REQUIREMENTS: Write out all the data again, exactly as it stands.

EXERCISE INPUT:
....................

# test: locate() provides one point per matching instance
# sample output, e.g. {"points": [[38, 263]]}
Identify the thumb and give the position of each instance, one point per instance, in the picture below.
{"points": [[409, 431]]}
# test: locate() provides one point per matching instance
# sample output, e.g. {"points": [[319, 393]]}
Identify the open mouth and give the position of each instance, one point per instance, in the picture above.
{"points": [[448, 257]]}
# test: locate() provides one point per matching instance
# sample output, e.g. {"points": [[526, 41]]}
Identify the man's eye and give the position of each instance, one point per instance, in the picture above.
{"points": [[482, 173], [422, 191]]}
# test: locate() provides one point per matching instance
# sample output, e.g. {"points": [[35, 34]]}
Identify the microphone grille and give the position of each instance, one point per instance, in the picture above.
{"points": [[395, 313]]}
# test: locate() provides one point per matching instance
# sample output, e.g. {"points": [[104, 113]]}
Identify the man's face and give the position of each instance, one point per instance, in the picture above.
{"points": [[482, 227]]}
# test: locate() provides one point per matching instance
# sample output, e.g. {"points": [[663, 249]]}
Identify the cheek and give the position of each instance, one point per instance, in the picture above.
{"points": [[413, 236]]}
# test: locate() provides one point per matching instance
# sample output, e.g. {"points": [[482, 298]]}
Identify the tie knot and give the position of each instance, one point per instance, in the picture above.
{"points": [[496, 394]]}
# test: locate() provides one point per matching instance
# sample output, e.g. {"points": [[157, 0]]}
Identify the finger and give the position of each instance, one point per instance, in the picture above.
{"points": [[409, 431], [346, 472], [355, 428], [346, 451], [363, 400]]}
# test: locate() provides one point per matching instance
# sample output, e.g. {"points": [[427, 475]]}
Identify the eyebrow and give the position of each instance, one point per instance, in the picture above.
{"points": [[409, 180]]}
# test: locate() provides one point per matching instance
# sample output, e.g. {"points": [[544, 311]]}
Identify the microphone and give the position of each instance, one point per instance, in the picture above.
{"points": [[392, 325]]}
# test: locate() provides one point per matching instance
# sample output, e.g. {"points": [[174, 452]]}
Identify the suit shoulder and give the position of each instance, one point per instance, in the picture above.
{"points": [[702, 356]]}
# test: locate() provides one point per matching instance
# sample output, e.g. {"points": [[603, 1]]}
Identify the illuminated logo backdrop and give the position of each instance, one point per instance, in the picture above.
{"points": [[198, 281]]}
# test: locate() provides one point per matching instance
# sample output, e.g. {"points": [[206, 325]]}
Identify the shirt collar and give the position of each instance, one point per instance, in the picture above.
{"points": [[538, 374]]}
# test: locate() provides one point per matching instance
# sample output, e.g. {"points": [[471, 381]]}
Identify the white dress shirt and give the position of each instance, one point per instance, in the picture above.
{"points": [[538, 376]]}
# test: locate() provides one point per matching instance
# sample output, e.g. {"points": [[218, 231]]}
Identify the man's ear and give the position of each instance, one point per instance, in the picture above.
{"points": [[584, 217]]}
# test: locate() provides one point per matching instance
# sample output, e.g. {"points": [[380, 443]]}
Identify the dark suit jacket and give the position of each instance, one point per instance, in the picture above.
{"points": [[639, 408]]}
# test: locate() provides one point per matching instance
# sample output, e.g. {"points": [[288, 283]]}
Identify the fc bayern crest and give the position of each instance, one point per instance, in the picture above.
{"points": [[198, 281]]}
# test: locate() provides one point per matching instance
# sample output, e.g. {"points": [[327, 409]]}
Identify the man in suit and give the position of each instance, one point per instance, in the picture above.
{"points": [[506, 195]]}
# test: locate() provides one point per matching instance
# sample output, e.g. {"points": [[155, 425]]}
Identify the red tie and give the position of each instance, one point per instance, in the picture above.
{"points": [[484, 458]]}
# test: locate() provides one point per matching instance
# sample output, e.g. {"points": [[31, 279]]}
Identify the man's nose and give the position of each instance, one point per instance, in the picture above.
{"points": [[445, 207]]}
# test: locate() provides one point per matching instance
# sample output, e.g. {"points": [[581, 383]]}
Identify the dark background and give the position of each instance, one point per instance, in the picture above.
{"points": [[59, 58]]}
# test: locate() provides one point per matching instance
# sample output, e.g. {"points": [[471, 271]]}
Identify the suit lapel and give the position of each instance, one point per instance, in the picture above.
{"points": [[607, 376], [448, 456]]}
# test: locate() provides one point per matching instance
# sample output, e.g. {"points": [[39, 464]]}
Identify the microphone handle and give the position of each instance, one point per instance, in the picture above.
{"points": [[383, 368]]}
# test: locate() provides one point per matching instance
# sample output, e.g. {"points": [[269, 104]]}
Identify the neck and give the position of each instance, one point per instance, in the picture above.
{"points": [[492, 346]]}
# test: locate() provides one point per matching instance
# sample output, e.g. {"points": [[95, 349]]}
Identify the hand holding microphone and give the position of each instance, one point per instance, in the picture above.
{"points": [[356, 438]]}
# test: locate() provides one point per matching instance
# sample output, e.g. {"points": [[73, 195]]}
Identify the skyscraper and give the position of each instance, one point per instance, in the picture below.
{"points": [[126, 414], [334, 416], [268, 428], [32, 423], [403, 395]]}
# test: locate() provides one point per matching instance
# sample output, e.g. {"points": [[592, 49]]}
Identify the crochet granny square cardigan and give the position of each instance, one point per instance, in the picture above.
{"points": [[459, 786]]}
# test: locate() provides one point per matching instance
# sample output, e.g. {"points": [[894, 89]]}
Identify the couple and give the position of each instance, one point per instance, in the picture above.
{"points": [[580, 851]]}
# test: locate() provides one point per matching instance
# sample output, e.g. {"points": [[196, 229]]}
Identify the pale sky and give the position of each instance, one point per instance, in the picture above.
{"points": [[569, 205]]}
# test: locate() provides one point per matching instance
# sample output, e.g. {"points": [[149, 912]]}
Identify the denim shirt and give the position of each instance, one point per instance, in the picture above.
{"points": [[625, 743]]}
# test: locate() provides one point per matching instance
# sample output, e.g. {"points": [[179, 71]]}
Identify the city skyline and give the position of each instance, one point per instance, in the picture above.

....................

COMPLETE ANSWER:
# test: locate() provides one point per matching instance
# sample output, e.g. {"points": [[38, 263]]}
Identify the thumb and give the position of each instance, one point per instance, in the picture below.
{"points": [[409, 431]]}
# test: locate() provides one point per matching instance
# sample output, e.g. {"points": [[319, 393]]}
Identify the open mouth and give the position of each instance, one point per instance, in the picture above.
{"points": [[448, 257]]}
# test: locate() provides one point per matching instance
# sample output, e.g. {"points": [[526, 41]]}
Identify the man's eye and give the position of each instance, one point per instance, in the picture above.
{"points": [[482, 173], [422, 191]]}
# test: locate() provides one point per matching instance
# sample output, e.g. {"points": [[35, 34]]}
Identify the microphone grille and give the position of each instance, one point per instance, in the picture above.
{"points": [[395, 313]]}
# test: locate() provides one point per matching instance
# sample output, e.g. {"points": [[104, 113]]}
Identify the man's face and give the position of each instance, one point per instance, in the picture above.
{"points": [[482, 227]]}
# test: locate() provides one point per matching instance
# sample output, e.g. {"points": [[663, 249]]}
Identify the cheek and give the position of each instance, one point per instance, in the picture above.
{"points": [[413, 236]]}
# test: locate() provides one point per matching instance
# sample output, e.g. {"points": [[482, 298]]}
Identify the tie knot and give the position of each instance, one point per instance, in the picture above.
{"points": [[496, 394]]}
# test: locate() provides one point per matching instance
# sample output, e.g. {"points": [[157, 0]]}
Identify the finger and give the position of each instance, one point per instance, in the picture above.
{"points": [[409, 431], [346, 472], [355, 428], [346, 451], [363, 400]]}
# test: locate() provides one point per matching instance
# sample output, e.g. {"points": [[427, 475]]}
Identify the eyebrow and give the position of each instance, one point per instance, in the picture above.
{"points": [[409, 180]]}
# test: locate() provides one point per matching instance
# sample output, e.g. {"points": [[544, 311]]}
Identify the microphone and give the position of each instance, one point per instance, in the picture above.
{"points": [[392, 325]]}
# test: locate() provides one point per matching instance
# sample output, e.g. {"points": [[174, 452]]}
Identify the suit shoulder and give the position of each instance, one point per instance, in the picture above.
{"points": [[702, 356]]}
# test: locate() provides one point per matching instance
# sample output, e.g. {"points": [[603, 1]]}
Identify the illuminated logo backdrop and give the position of each instance, one point per instance, in the picture above.
{"points": [[198, 281]]}
# test: locate() provides one point per matching instance
# sample output, e.g. {"points": [[206, 325]]}
Identify the shirt collar and give the position of each instance, one point per instance, in the picture above.
{"points": [[538, 374]]}
# test: locate() provides one point per matching instance
# sample output, e.g. {"points": [[471, 381]]}
Identify the white dress shirt and give the position of each instance, one point per instance, in the picture above.
{"points": [[538, 376]]}
# test: locate() provides one point per matching instance
# sample output, e.g. {"points": [[218, 231]]}
Identify the man's ear and give the position of each instance, one point per instance, in the picture above.
{"points": [[584, 217]]}
# test: locate() provides one point per matching instance
# sample output, e.g. {"points": [[380, 443]]}
Identify the dark suit jacket and give the position of each instance, one point per instance, in the picture above.
{"points": [[639, 408]]}
# test: locate() provides one point per matching instance
# sample output, e.g. {"points": [[288, 283]]}
Identify the fc bayern crest and give the position of each instance, one point per instance, in the picture above.
{"points": [[198, 281]]}
# test: locate() provides one point per matching instance
# sample output, e.g. {"points": [[327, 409]]}
Identify the man in suit and give the position of each instance, one point per instance, in the picture above.
{"points": [[506, 195]]}
# test: locate() provides one point per matching instance
# sample output, e.g. {"points": [[155, 425]]}
Identify the red tie and give the position of each instance, one point per instance, in the picture above.
{"points": [[484, 458]]}
# test: locate() provides one point per matching instance
# sample output, e.g. {"points": [[31, 279]]}
Identify the man's nose and give the position of each instance, one point per instance, in the picture above.
{"points": [[445, 207]]}
# test: locate() provides one point per matching instance
# sample output, e.g. {"points": [[581, 383]]}
Identify the dark background and give the position of each instance, one point per instance, in the picture above.
{"points": [[59, 58]]}
# test: locate() provides one point per matching instance
# sample output, e.g. {"points": [[471, 271]]}
Identify the suit lapel and give the position of each instance, one point per instance, in the picture above.
{"points": [[607, 376], [448, 456]]}
# test: locate() provides one point per matching instance
# sample output, e.g. {"points": [[39, 464]]}
Identify the microphone handle and give the position of each instance, one point per instance, in the picture above.
{"points": [[383, 368]]}
# test: locate() provides one point per matching instance
# sample output, e.g. {"points": [[269, 104]]}
Identify the neck and give the position of each instance, one point per instance, in the picture above.
{"points": [[492, 346]]}
# test: locate() provides one point per matching instance
# sample output, e.g. {"points": [[95, 349]]}
Identify the hand holding microphone and give the position of each instance, one point per instance, in the picture above.
{"points": [[356, 438]]}
# test: locate() provides one point per matching instance
# sample output, e.g. {"points": [[73, 195]]}
Identify the skyscraper and give the position of each instance, one point per instance, in the picture below.
{"points": [[126, 414], [334, 416], [268, 428], [32, 423], [403, 395]]}
# test: locate() provides one point per matching instance
# sample output, e.g. {"points": [[592, 49]]}
Identify the crochet granny square cardigan and give the position of each instance, one point per instance, in the picture above.
{"points": [[459, 786]]}
# test: locate() provides one point per matching instance
# sample output, e.g. {"points": [[894, 89]]}
Identify the couple and give the position of each instance, one point per instance, in the picture above.
{"points": [[580, 851]]}
# test: locate() provides one point per matching instance
# sample output, e.g. {"points": [[196, 229]]}
Identify the pale sky and give the position of each instance, one point per instance, in the picture above.
{"points": [[569, 205]]}
# test: locate() provides one point per matching instance
# sample output, e.g. {"points": [[149, 912]]}
Identify the denim shirt and give the position of each instance, one point per instance, in the picture above.
{"points": [[625, 743]]}
# test: locate() provides one point per matching instance
# sample output, e.g. {"points": [[179, 71]]}
Identify the city skyline and give the position of each instance, one point per instance, in the picture above.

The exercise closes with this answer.